**文本段落**
-------

XML 文档的索引路径

Index path for XML document

我有一个索引 Xpath 的算法,这样我就可以通过为 xpath 节点分配唯一索引来处理具有相同 Xpath 但不同值的多个文件。

示例:

文件 1:

<Return>
  <ReturnData>
    <Person>
      <Name>Yohanna</Name>
    </Person>
  </ReturnData>
</Return>

文件 2:

<Return>
  <ReturnData>
    <Person>
      <Name>Jacoub</Name>
    </Person>
  </ReturnData>
</Return>

期望输出:

1. /Return/ReturnData/Person[1]/Name=Yohanna
2. /Return/ReturnData/Person[2]/Name=Jacoub

我当前的实现输出为:

1. /Return/ReturnData[1]/Person[1]/Name[1]=Yohanna
2. /Return/ReturnData[1]/Person[2]/Name[1]=Jacoub

我想删除 [1],因为不需要它们来表示此节点仅出现 1 次。

索引代码:

public String getFullXPath(Node n) {
    if (null == n) return null;

    Node parent;
    Stack<Node> hierarchy = new Stack<Node>();
    StringBuilder builder = new StringBuilder();

    hierarchy.push(n);

    switch (n.getNodeType()) {
        case Node.ATTRIBUTE_NODE:
            parent = ((Attr) n).getOwnerElement();
            break;
        case Node.ELEMENT_NODE:
            parent = n.getParentNode();
            break;
        case Node.DOCUMENT_NODE:
            parent = n.getParentNode();
            break;
        default:
            throw new IllegalStateException("Unexpected Node type" + n.getNodeType());
    }

    while (null != parent
            && parent.getNodeType() != Node.DOCUMENT_NODE
            && !parent.getNodeName().equals("section")) {

        hierarchy.push(parent);
        parent = parent.getParentNode();
    }

    Object obj;
    while (!hierarchy.isEmpty() && null != (obj = hierarchy.pop())) {
        Node node = (Node) obj;

        if (node.getNodeType() == Node.ELEMENT_NODE) { 
            builder.append("/").append(node.getNodeName());

            int prev_siblings = 1;
            Node prev_sibling = node.getPreviousSibling();
            while (null != prev_sibling) {
                if (prev_sibling.getNodeType() == node.getNodeType()) {
                    if (prev_sibling.getNodeName().equalsIgnoreCase(node.getNodeName())) {
                        prev_siblings++;
                    }
                }
                prev_sibling = prev_sibling.getPreviousSibling();
            }
            // Here is where I say don't append the number of prev_siblings if it equals 1 or the next sibling does not exist
            if(prev_siblings == 1 && node.getNextSibling() == null) {
            } 
            else 
                builder.append("[").append(prev_siblings).append("]");
        } 

        else if (node.getNodeType() == Node.ATTRIBUTE_NODE) {
            builder.append("/@");
            builder.append(node.getNodeName());
        }
    }

    return builder.toString();
}

我已经尝试修复此问题,但经过 3 天的调查和调试后我仍然无法修复...不知道...我知道我遗漏了一些东西,一些我没有看到的东西。任何帮助或协助将不胜感激。

-------

**记录数据**
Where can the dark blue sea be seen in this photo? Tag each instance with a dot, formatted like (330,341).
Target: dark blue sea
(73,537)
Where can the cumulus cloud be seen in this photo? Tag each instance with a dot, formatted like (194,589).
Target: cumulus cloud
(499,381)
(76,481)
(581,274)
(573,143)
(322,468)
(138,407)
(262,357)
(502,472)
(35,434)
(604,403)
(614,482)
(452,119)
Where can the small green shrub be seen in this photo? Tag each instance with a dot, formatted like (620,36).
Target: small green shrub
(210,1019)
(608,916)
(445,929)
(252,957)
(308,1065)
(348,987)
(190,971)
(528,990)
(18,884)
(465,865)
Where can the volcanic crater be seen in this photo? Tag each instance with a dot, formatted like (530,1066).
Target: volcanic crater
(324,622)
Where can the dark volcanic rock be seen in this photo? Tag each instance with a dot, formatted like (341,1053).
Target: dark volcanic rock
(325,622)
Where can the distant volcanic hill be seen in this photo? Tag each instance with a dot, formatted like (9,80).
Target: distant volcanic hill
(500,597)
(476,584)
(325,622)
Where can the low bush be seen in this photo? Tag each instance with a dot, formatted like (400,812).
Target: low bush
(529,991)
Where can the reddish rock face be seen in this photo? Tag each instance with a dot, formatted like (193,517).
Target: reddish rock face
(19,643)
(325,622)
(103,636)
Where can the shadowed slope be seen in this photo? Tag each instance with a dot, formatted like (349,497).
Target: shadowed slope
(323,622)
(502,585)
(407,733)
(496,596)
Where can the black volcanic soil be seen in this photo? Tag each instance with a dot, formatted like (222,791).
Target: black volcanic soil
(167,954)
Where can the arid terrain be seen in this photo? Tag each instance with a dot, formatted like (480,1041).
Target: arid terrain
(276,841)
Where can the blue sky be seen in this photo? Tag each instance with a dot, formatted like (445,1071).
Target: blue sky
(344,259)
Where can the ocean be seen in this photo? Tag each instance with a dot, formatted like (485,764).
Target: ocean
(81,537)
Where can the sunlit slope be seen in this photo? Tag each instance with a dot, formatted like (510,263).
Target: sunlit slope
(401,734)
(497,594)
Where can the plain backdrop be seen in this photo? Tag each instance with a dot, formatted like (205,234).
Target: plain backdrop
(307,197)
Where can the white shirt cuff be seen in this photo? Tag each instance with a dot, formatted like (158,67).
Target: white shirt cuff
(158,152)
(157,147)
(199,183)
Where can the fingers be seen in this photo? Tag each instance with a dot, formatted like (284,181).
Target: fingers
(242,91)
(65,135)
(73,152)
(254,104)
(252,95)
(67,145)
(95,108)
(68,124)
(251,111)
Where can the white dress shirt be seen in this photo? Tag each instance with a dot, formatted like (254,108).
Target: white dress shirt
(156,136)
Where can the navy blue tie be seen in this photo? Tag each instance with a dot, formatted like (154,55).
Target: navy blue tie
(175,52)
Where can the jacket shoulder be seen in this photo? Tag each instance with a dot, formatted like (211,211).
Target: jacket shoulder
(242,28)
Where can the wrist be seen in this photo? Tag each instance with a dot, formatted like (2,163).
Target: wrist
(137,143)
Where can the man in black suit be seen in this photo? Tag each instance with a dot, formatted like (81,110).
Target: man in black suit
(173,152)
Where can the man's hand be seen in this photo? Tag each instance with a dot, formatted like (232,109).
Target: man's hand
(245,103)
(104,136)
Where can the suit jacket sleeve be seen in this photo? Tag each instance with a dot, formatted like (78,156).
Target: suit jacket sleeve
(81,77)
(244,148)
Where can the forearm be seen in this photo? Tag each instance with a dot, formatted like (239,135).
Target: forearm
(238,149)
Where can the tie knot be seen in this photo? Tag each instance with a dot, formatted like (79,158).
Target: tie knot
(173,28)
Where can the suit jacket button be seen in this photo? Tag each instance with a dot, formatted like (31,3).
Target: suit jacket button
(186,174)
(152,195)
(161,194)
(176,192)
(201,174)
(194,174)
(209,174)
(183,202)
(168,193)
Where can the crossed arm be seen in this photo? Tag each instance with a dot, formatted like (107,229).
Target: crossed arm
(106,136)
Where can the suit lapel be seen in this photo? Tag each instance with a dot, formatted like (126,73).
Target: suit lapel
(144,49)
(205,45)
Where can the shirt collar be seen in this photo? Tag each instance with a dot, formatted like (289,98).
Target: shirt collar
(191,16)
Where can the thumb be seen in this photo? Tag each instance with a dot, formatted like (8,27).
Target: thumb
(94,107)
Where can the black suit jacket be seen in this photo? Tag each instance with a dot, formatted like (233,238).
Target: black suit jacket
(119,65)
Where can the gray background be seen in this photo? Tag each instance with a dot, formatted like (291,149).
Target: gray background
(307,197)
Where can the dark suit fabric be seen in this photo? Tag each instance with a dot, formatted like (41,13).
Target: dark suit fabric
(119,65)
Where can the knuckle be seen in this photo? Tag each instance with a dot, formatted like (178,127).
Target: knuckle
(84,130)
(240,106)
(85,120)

-------

**任务要求**
请接着讨论 XML 索引路径的这篇帖子往下写，从帖子最后一句之后开始续写。

**回答内容**
编辑:

添加了 2 个辅助方法:

private static boolean hasNextElementsWithName(Node node) {
    while (null != node) {
        // checks if next sibling exists
        if(node.getNextSibling().hasAttributes()) {
            return true;
        }
    }
    return false;
}


private static int countPrevElementsWithName(Node node, int prev_siblings,
        Node prev_sibling) {
    while (null != prev_sibling) {

        if (prev_sibling.getNodeType() == node.getNodeType()) {
            if (prev_sibling.getNodeName().equalsIgnoreCase(node.getNodeName())) { 
                prev_siblings++;
            }
        }
        prev_sibling = prev_sibling.getPreviousSibling();

    }
    return prev_siblings;
}

调用方式:

    Object obj;
    while (!hierarchy.isEmpty() && null != (obj = hierarchy.pop())) {
        Node node = (Node) obj;

        if (node.getNodeType() == Node.ELEMENT_NODE) { 
            builder.append("/").append(node.getNodeName());

            int prev_siblings = 1;
            Node prev_sibling = node.getPreviousSibling();

            prev_siblings = countPrevElementsWithName(node, prev_siblings,
                    prev_sibling);


             //@Andreas
            int count = countPrevElementsWithName(node, prev_siblings, prev_sibling);
            if(count != 0 || hasNextElementsWithName(node)) {
                builder.append("[").append(count+1).append("]");
            }

        } 

        else if (node.getNodeType() == Node.ATTRIBUTE_NODE) {
            builder.append("/@");
            builder.append(node.getNodeName());
        }
    }

我现在不知道如何使用它们?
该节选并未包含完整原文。